Records from a data source —
|---|
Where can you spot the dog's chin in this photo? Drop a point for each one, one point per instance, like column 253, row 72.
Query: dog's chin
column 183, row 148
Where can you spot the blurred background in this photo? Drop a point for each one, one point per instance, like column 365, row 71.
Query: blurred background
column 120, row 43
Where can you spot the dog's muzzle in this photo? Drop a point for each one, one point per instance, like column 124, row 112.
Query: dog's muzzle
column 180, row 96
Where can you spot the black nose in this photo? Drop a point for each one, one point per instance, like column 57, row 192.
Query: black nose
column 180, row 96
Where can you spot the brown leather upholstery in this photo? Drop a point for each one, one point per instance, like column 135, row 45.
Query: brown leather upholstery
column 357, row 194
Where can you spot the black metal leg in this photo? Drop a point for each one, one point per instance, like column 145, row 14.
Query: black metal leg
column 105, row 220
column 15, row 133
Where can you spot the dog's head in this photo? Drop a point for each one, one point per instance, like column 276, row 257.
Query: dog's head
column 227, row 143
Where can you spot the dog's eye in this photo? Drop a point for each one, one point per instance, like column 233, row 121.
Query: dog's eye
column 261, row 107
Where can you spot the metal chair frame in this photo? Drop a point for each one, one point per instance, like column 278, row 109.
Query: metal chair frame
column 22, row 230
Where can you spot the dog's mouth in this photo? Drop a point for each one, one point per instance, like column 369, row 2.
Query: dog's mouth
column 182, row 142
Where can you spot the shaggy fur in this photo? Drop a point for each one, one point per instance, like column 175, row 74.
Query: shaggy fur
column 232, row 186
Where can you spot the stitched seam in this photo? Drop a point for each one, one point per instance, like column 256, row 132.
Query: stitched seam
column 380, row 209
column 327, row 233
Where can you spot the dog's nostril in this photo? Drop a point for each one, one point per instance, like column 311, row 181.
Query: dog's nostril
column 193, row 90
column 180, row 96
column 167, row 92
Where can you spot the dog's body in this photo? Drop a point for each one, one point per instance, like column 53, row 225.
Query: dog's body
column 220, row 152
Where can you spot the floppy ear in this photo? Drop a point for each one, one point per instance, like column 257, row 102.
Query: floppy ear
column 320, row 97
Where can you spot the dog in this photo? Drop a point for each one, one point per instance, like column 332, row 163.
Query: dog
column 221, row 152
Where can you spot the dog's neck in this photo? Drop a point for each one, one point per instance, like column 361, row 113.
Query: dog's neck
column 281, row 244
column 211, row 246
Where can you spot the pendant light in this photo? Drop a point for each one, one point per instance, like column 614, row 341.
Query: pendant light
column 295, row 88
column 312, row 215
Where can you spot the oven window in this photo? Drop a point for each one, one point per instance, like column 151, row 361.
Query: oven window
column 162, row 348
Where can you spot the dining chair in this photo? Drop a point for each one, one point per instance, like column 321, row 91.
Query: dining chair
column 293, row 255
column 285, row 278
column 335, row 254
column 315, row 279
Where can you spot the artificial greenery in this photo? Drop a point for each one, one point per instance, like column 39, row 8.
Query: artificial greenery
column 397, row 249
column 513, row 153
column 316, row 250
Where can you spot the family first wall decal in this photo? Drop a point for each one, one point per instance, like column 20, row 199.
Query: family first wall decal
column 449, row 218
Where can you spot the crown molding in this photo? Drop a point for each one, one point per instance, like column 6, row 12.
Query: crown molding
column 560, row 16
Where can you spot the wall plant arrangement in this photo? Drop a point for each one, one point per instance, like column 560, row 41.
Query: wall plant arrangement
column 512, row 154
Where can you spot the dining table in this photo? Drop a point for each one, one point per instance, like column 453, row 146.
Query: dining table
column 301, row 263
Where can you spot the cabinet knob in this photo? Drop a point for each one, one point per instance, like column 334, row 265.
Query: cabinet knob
|---|
Task requirements —
In the lines starting with the line with "Where can you spot the black metal" and going on through the line with "column 227, row 143", replace "black metal leg" with "dark metal leg" and give those lines again with nothing else changed.

Finished exercise —
Where can you spot the dark metal leg in this photo? Drop a point for each one, one point per instance, like column 145, row 14.
Query: dark metal leg
column 105, row 220
column 15, row 133
Where can you spot the dog's head in this photo? Drop a point for each one, one point per instance, like column 276, row 257.
Query: dog's head
column 227, row 143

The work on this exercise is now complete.